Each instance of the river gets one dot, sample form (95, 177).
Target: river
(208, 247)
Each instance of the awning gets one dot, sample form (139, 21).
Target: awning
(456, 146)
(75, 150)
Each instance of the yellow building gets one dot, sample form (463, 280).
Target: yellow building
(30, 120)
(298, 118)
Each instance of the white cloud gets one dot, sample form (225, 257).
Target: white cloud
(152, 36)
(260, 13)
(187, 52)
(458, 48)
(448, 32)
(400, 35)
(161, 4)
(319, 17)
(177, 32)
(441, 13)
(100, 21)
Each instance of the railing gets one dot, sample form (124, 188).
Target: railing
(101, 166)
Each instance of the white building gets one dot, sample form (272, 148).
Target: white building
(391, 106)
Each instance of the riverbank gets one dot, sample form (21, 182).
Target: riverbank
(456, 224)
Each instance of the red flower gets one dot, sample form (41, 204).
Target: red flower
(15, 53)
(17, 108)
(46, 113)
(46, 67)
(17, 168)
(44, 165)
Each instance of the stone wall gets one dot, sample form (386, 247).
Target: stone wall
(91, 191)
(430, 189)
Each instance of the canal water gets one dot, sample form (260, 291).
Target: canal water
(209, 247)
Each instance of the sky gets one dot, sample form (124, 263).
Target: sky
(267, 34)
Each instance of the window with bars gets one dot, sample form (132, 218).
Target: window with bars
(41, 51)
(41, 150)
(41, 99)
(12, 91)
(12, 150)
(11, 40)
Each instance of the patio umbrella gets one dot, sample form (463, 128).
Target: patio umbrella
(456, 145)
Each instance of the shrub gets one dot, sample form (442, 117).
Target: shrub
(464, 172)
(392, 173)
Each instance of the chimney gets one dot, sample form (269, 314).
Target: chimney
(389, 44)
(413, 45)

* _WORK TO BE COMPLETED_:
Only those lines running from the one containing "Target: canal water" through the last line of the data above are to be copied, exactly, with both ends included.

* _ANSWER TO THIS EXERCISE_:
Target: canal water
(209, 247)
Each instance of the sky gets one dot, sample form (124, 263).
Target: sky
(267, 34)
Each instance of the window with bars gets one dot, sample form (132, 218).
Target: window with bars
(41, 51)
(41, 150)
(41, 99)
(12, 91)
(12, 150)
(11, 40)
Each instance of the patio umbrella gets one dot, sample form (463, 128).
Target: patio umbrella
(456, 145)
Each instance of the shrub gets one dot, sample form (442, 117).
Target: shrub
(464, 172)
(392, 173)
Each instance of the chimney gets one dot, sample form (269, 314).
Target: chimney
(389, 44)
(413, 45)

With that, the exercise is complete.